--- START LISTED ENTRIES ---
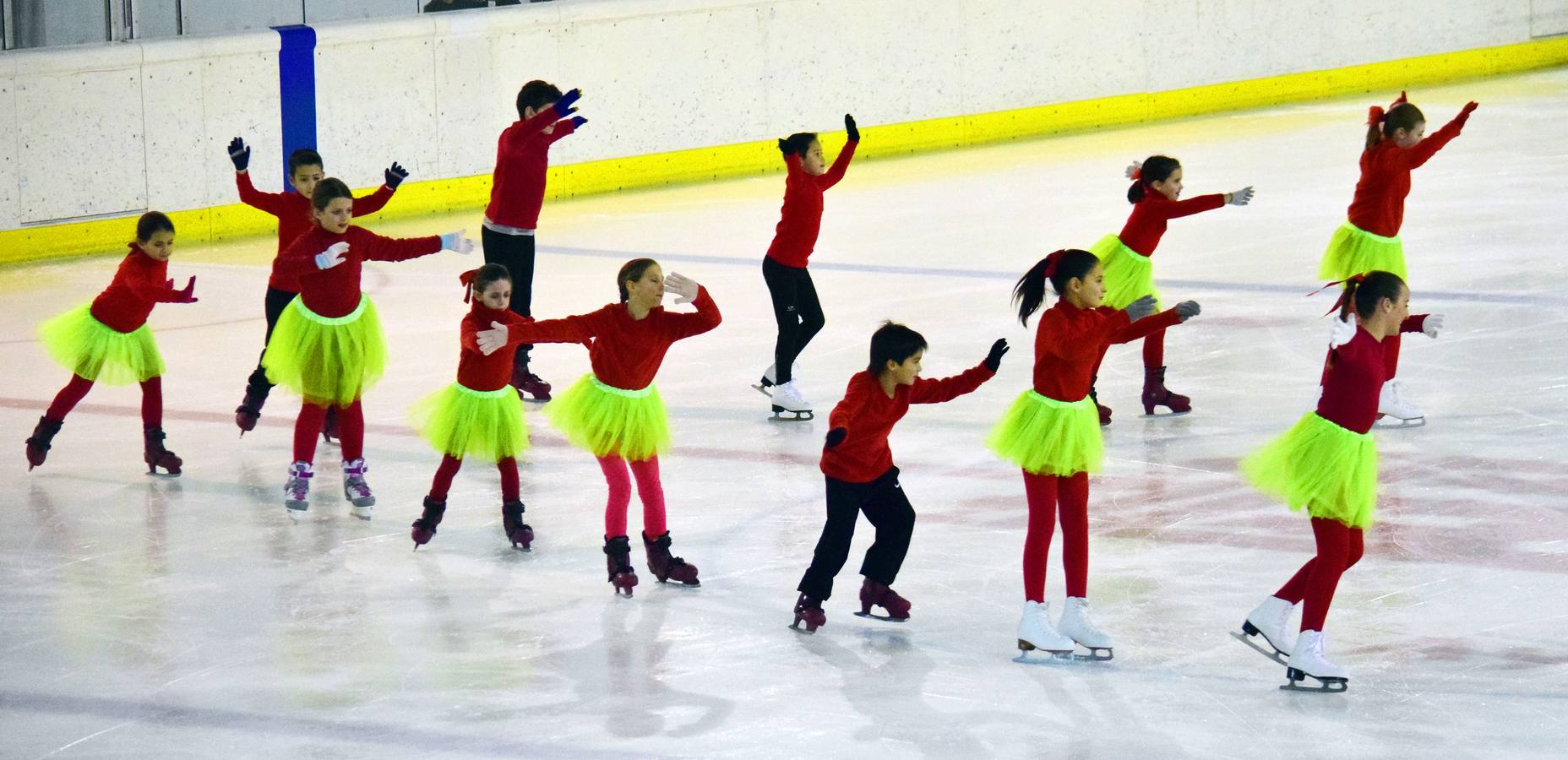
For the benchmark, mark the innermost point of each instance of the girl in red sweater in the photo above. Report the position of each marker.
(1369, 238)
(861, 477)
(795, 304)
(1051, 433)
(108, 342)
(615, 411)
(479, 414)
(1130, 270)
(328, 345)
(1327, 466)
--- END LISTED ENTRIES ---
--- START LISTED ENTRIES ---
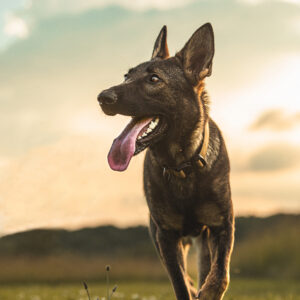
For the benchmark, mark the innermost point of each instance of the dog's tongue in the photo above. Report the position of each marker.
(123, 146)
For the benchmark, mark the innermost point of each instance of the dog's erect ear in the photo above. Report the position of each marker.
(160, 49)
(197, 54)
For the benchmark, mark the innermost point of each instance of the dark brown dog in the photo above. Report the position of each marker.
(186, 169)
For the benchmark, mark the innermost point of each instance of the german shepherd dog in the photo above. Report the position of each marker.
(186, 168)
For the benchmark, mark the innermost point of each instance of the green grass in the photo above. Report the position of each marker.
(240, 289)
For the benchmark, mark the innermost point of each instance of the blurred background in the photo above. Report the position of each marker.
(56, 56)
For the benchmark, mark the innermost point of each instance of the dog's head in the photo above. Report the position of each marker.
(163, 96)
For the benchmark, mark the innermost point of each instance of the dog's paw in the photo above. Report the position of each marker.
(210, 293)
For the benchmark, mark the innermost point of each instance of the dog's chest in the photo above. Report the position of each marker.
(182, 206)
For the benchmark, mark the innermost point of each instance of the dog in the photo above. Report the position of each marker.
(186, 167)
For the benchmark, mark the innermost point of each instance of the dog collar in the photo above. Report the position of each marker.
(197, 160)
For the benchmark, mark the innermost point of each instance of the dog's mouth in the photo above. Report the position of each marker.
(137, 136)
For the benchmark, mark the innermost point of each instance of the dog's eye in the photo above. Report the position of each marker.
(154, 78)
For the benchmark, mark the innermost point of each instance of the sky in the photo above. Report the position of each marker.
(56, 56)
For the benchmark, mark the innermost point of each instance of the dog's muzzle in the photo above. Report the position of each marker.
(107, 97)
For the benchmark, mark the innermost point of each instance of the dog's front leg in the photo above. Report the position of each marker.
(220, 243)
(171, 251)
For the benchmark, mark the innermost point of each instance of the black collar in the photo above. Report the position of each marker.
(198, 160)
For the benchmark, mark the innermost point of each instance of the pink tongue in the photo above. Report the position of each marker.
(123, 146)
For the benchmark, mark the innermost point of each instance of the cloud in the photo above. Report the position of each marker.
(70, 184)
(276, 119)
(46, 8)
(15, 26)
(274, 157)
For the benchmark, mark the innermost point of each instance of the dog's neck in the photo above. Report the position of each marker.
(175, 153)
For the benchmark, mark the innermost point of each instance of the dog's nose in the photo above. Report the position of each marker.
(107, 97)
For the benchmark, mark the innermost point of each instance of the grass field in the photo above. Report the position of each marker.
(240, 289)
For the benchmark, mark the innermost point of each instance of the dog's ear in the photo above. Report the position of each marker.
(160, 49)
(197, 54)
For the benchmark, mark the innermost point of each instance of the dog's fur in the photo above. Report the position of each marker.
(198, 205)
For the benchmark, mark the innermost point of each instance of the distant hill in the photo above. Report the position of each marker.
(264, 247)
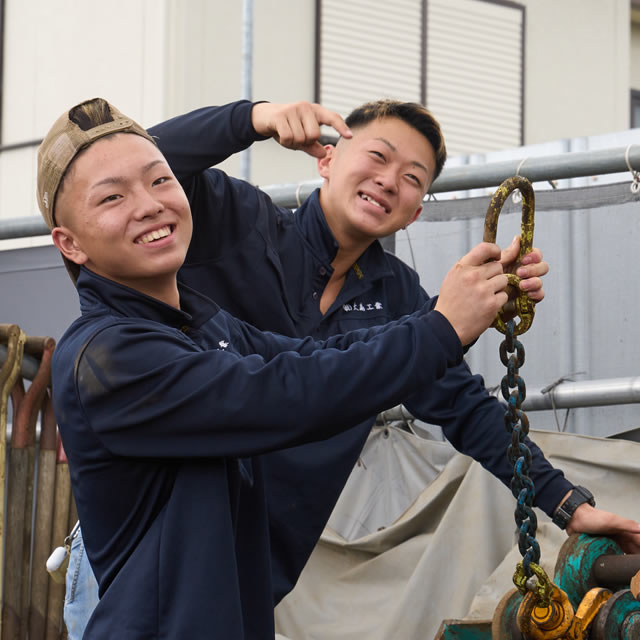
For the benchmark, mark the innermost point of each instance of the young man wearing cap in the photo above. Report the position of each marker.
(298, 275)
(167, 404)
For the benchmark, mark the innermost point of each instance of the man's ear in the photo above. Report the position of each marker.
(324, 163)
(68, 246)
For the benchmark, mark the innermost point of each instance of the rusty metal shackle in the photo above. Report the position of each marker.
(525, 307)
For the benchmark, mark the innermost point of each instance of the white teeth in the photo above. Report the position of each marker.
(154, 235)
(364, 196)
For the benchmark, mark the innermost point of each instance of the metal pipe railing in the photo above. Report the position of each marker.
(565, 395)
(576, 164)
--- END LISTED ENTRIES ---
*AIM OF THE EXERCISE*:
Quote the stretch of the listing from the line containing "of the girl" through the line containing "(1327, 466)", including both of those lines, word for word.

*RESPONSE TO THE EXERCISE*:
For the benchmark, mark the innermost point of each instance of the girl in red sweater in the photo above. Report the position of each marker.
(1369, 238)
(861, 477)
(795, 304)
(1051, 433)
(108, 342)
(615, 411)
(479, 414)
(1130, 270)
(328, 345)
(1327, 466)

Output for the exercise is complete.